• TEXT PROVIDED:
== == ==

Serenade
George Balanchine

The interplay of dance and music in Balanchineʼs symphonic ballet Serenade
By PhD Gretchen Horlacher, Music Theorist, Associate Professor of Music, School of Music, University of Maryland
“See the music, hear the dance!” George Balanchine said, for he was both a consummate musician and choreographer. Balanchine created the plotless ballet Serenade to teach young dancers “how to be on the stage.” His style required soloists and corps de ballet alike to perform at top speed in evolving geometric configurations, all to match Tchaikovsky’s intricate music.
Even before the curtain rises, an urgent melody moves deliberately downward, and yet when we first see the entire corps, they are standing completely still. Their stunning opening formation fills the stage’s rectangle with striking diagonal rows (the “double diamond”) but the melody continues, so we wait for the female dancers to move. Finally, they respond to the insistent melody, moving arms and feet fully into position. They are now ready to dance.

Ensemble © The George Balanchine Trust, Semperoper Dresden/Jubal Battisti

Ilaria Ghironi, Ensemble © The George Balanchine Trust, Semperoper Dresden/Jubal Battisti
Throughout the ballet the corps shapes the stage to suit the music. As melodies build, tightly configured groups gradually break loose to fill the stage, or to encircle a soloist. Never serving as mere background, they provide pathways through which a female soloist moves as she introduces a new melody along with the score. The movements of the groups define the beginnings and ends of musical phrases.

== == ==

• DATASET:
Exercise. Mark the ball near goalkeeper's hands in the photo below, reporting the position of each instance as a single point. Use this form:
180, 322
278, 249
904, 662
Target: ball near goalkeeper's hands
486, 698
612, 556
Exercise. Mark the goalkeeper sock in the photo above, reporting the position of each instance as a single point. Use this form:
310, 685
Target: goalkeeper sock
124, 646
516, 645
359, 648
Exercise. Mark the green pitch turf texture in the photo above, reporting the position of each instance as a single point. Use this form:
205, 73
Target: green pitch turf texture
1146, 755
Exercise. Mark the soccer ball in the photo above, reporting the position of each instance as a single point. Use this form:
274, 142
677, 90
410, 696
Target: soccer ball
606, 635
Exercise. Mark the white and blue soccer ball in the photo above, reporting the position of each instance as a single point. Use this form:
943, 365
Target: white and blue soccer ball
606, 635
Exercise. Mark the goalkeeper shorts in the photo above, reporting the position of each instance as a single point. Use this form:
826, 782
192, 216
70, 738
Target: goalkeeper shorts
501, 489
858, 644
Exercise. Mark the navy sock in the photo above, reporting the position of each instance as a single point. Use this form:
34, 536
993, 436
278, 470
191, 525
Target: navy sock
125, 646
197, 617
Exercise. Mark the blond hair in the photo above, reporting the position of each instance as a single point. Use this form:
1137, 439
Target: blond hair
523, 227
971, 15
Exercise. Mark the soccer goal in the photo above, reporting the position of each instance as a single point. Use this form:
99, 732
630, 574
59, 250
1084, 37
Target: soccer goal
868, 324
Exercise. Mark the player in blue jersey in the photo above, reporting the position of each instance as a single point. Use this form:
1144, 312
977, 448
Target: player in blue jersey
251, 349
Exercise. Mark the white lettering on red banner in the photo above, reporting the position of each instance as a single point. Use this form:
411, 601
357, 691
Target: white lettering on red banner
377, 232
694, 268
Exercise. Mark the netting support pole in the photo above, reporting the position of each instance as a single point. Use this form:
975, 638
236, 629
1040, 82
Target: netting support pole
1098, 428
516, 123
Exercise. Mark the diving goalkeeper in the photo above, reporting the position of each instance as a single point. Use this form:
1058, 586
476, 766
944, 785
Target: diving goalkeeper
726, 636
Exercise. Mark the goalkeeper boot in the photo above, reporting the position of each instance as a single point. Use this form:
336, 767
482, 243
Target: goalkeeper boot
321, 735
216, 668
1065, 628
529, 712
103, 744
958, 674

== == ==

• TASK OBJECTIVE:
From the text on Balanchine's Serenade, write out the passage starting with "The interplay of" and going on through "Tchaikovsky’s intricate music.", copying every word as it appears.

• WRITTEN RESPONSE:
The interplay of dance and music in Balanchineʼs symphonic ballet Serenade
By PhD Gretchen Horlacher, Music Theorist, Associate Professor of Music, School of Music, University of Maryland
“See the music, hear the dance!” George Balanchine said, for he was both a consummate musician and choreographer. Balanchine created the plotless ballet Serenade to teach young dancers “how to be on the stage.” His style required soloists and corps de ballet alike to perform at top speed in evolving geometric configurations, all to match Tchaikovsky’s intricate music.